==== DATA TO USE ====

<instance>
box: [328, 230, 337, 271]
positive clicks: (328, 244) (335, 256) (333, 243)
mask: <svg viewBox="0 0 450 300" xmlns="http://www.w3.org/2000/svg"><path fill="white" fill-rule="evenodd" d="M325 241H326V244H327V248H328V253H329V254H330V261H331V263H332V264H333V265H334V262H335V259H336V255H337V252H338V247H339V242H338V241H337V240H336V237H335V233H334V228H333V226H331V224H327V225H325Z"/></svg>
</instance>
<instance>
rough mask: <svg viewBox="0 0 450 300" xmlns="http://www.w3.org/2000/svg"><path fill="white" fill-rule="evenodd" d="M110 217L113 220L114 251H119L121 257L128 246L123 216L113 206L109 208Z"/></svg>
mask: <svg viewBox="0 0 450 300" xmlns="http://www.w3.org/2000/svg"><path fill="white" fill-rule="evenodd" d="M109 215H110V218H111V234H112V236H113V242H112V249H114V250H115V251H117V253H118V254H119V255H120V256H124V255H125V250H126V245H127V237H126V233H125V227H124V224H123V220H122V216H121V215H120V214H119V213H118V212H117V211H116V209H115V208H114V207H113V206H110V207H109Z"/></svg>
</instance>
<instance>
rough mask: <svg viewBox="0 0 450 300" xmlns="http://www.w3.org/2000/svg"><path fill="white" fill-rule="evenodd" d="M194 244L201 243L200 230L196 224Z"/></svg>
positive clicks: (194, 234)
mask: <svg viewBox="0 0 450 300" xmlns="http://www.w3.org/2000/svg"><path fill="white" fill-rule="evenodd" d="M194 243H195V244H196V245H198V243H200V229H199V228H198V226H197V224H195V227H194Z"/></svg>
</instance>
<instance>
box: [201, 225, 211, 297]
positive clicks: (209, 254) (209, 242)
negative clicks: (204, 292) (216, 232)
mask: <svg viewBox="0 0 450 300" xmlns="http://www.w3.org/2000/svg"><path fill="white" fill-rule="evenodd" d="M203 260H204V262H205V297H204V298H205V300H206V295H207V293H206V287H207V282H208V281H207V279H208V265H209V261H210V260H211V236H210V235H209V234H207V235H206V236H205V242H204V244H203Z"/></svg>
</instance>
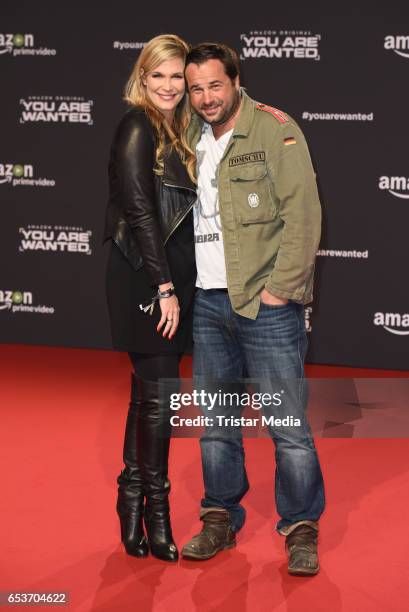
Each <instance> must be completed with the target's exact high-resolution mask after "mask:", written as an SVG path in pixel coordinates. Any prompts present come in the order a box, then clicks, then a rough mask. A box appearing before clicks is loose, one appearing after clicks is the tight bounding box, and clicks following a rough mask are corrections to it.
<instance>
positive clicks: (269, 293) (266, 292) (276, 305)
mask: <svg viewBox="0 0 409 612" xmlns="http://www.w3.org/2000/svg"><path fill="white" fill-rule="evenodd" d="M260 300H261V301H262V302H263V304H267V305H268V306H285V305H286V304H288V300H287V299H285V298H279V297H277V296H275V295H272V294H271V293H269V292H268V291H267V289H263V291H262V292H261V293H260Z"/></svg>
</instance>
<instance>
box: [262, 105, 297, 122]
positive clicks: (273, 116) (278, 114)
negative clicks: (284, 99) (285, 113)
mask: <svg viewBox="0 0 409 612" xmlns="http://www.w3.org/2000/svg"><path fill="white" fill-rule="evenodd" d="M256 108H258V109H259V110H264V111H266V113H270V115H273V117H275V118H276V119H277V121H279V122H280V123H287V122H288V121H289V119H288V117H287V115H285V114H284V113H283V111H280V110H278V108H274V107H273V106H267V105H266V104H260V103H259V104H256Z"/></svg>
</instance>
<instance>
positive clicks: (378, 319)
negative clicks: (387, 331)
mask: <svg viewBox="0 0 409 612" xmlns="http://www.w3.org/2000/svg"><path fill="white" fill-rule="evenodd" d="M373 322H374V325H379V326H381V327H383V328H384V329H385V330H386V331H388V332H389V333H390V334H395V335H396V336H409V314H408V313H404V314H401V313H399V312H375V315H374V320H373Z"/></svg>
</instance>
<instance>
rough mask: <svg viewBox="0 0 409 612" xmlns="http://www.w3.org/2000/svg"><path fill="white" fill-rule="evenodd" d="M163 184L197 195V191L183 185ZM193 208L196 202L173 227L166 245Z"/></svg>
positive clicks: (187, 209)
mask: <svg viewBox="0 0 409 612" xmlns="http://www.w3.org/2000/svg"><path fill="white" fill-rule="evenodd" d="M163 184H164V185H166V187H174V188H175V189H188V190H189V191H191V192H192V193H194V194H195V195H196V191H195V190H194V189H191V188H190V187H182V186H181V185H171V184H170V183H163ZM193 206H194V202H192V204H191V205H190V206H189V208H188V209H187V210H186V211H185V213H184V214H183V216H182V217H181V218H180V219H179V221H178V222H177V223H176V225H175V227H173V228H172V229H171V231H170V232H169V235H168V236H167V237H166V238H165V240H164V244H166V243H167V241H168V240H169V238H170V237H171V235H172V234H173V233H174V231H175V230H176V229H177V228H178V227H179V225H180V224H181V223H182V221H183V220H184V219H185V218H186V217H187V215H188V214H189V213H190V211H191V210H192V208H193Z"/></svg>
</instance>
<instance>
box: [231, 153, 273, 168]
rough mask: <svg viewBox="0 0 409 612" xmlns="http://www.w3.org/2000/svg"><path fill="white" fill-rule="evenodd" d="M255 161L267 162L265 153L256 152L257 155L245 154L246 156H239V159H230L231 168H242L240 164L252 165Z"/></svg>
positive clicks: (236, 158) (253, 154) (236, 157)
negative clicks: (266, 160) (249, 164)
mask: <svg viewBox="0 0 409 612" xmlns="http://www.w3.org/2000/svg"><path fill="white" fill-rule="evenodd" d="M255 161H266V154H265V152H264V151H256V152H255V153H244V155H237V157H231V158H230V159H229V166H230V167H231V166H240V164H250V163H251V162H255Z"/></svg>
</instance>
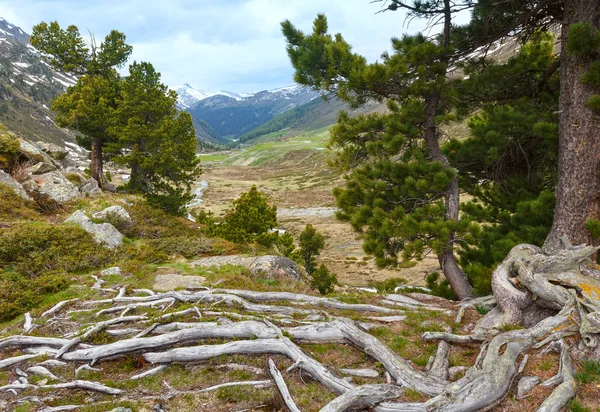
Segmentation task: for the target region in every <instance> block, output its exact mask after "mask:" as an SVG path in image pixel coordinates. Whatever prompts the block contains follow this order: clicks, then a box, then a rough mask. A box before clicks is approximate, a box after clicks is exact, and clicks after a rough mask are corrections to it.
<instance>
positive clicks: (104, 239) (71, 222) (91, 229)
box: [65, 210, 123, 249]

====

▸ **WHAT THE TASK REQUIRES**
Each line above should be output exactly, apart from the pictures.

▸ **SOLUTION TO THIS TASK**
<instance>
box: [328, 230, 337, 271]
positive clicks: (328, 244) (335, 256) (333, 243)
mask: <svg viewBox="0 0 450 300" xmlns="http://www.w3.org/2000/svg"><path fill="white" fill-rule="evenodd" d="M325 241H326V244H327V248H328V253H329V254H330V261H331V263H332V264H333V265H334V262H335V259H336V255H337V252H338V247H339V242H338V241H337V240H336V237H335V233H334V228H333V226H331V224H327V225H325Z"/></svg>
</instance>
<instance>
rough mask: <svg viewBox="0 0 450 300" xmlns="http://www.w3.org/2000/svg"><path fill="white" fill-rule="evenodd" d="M110 217L113 220L114 251H119L121 257L128 246L123 216L113 206L109 208Z"/></svg>
mask: <svg viewBox="0 0 450 300" xmlns="http://www.w3.org/2000/svg"><path fill="white" fill-rule="evenodd" d="M109 215H110V218H111V234H112V236H113V242H112V249H114V250H115V251H117V253H118V254H119V255H120V256H124V255H125V250H126V245H127V237H126V233H125V227H124V224H123V220H122V216H121V215H120V214H119V213H118V212H117V211H116V209H115V208H114V207H113V206H110V207H109Z"/></svg>
</instance>
<instance>
rough mask: <svg viewBox="0 0 450 300" xmlns="http://www.w3.org/2000/svg"><path fill="white" fill-rule="evenodd" d="M194 244L201 243L200 230L196 224Z"/></svg>
positive clicks: (194, 234)
mask: <svg viewBox="0 0 450 300" xmlns="http://www.w3.org/2000/svg"><path fill="white" fill-rule="evenodd" d="M194 243H195V244H196V245H198V243H200V229H199V228H198V226H197V224H195V227H194Z"/></svg>
</instance>
<instance>
box: [201, 225, 211, 297]
positive clicks: (209, 254) (209, 242)
negative clicks: (204, 292) (216, 232)
mask: <svg viewBox="0 0 450 300" xmlns="http://www.w3.org/2000/svg"><path fill="white" fill-rule="evenodd" d="M203 260H204V262H205V297H204V298H205V300H206V295H207V293H206V287H207V282H208V281H207V279H208V265H209V261H210V260H211V236H210V235H209V234H207V235H206V236H205V242H204V244H203Z"/></svg>
</instance>
Each <instance> must be completed with the target's exact high-resolution mask after "mask:", written as an SVG path in pixel coordinates. Any prompts present come in the order a box, then clicks, then a rough mask. A box appearing before clicks is loose, one appearing after clicks is the tight bounding box, and clicks following a rough mask are corrections to it.
<instance>
positive clicks: (269, 293) (266, 292) (276, 305)
mask: <svg viewBox="0 0 409 612" xmlns="http://www.w3.org/2000/svg"><path fill="white" fill-rule="evenodd" d="M260 300H261V301H262V302H263V304H267V305H268V306H285V305H286V304H288V300H287V299H285V298H279V297H277V296H275V295H272V294H271V293H269V292H268V291H267V289H263V291H262V292H261V293H260Z"/></svg>
</instance>
<instance>
box: [262, 105, 297, 122]
positive clicks: (273, 116) (278, 114)
negative clicks: (284, 99) (285, 113)
mask: <svg viewBox="0 0 409 612" xmlns="http://www.w3.org/2000/svg"><path fill="white" fill-rule="evenodd" d="M256 108H258V109H259V110H264V111H266V113H270V115H273V117H275V118H276V119H277V121H279V122H280V123H287V122H288V121H289V119H288V117H287V115H285V114H284V113H283V111H280V110H278V108H274V107H273V106H267V105H266V104H260V103H259V104H256Z"/></svg>
</instance>
<instance>
positive clicks: (378, 319)
negative clicks: (387, 331)
mask: <svg viewBox="0 0 409 612" xmlns="http://www.w3.org/2000/svg"><path fill="white" fill-rule="evenodd" d="M373 322H374V325H379V326H381V327H383V328H384V329H385V330H386V331H388V332H389V333H390V334H395V335H396V336H409V314H408V313H404V314H401V313H399V312H375V315H374V320H373Z"/></svg>
</instance>
<instance>
rough mask: <svg viewBox="0 0 409 612" xmlns="http://www.w3.org/2000/svg"><path fill="white" fill-rule="evenodd" d="M163 184L197 195V191L183 185ZM193 208L196 202L173 227L166 245Z"/></svg>
positive clicks: (187, 209)
mask: <svg viewBox="0 0 409 612" xmlns="http://www.w3.org/2000/svg"><path fill="white" fill-rule="evenodd" d="M163 184H164V185H166V187H174V188H175V189H188V190H189V191H191V192H192V193H194V194H195V195H196V191H195V190H194V189H191V188H190V187H182V186H181V185H171V184H170V183H163ZM193 206H194V202H192V204H191V205H190V206H189V208H188V209H187V210H186V211H185V213H184V214H183V216H182V217H181V218H180V219H179V221H178V222H177V223H176V225H175V227H173V228H172V229H171V231H170V232H169V235H168V236H167V237H166V238H165V240H164V244H166V243H167V241H168V240H169V238H170V237H171V235H172V234H173V233H174V231H175V230H176V229H177V228H178V227H179V225H180V224H181V223H182V221H183V220H184V219H185V218H186V217H187V215H188V214H189V213H190V211H191V210H192V208H193Z"/></svg>
</instance>
<instance>
box: [231, 153, 273, 168]
rough mask: <svg viewBox="0 0 409 612" xmlns="http://www.w3.org/2000/svg"><path fill="white" fill-rule="evenodd" d="M255 161L267 162L265 153L256 152L257 155L245 154L246 156H239V159H230L231 168H242L240 164L252 165Z"/></svg>
positive clicks: (236, 158) (253, 154) (236, 157)
negative clicks: (266, 160) (249, 164)
mask: <svg viewBox="0 0 409 612" xmlns="http://www.w3.org/2000/svg"><path fill="white" fill-rule="evenodd" d="M255 161H266V154H265V152H264V151H256V152H255V153H244V155H237V157H231V158H230V159H229V166H230V167H231V166H240V164H250V163H251V162H255Z"/></svg>
</instance>
Segmentation task: for the target region in every <instance> block, output its exact mask after "mask:" as an SVG path in image pixel coordinates. Whatever prompts the block contains follow this order: clicks, then a box, then a rough mask. A box before clicks is approximate, a box after clicks is exact, and clicks after a rough mask are corrections to it.
<instance>
positive clicks: (104, 239) (71, 222) (91, 229)
box: [65, 210, 123, 249]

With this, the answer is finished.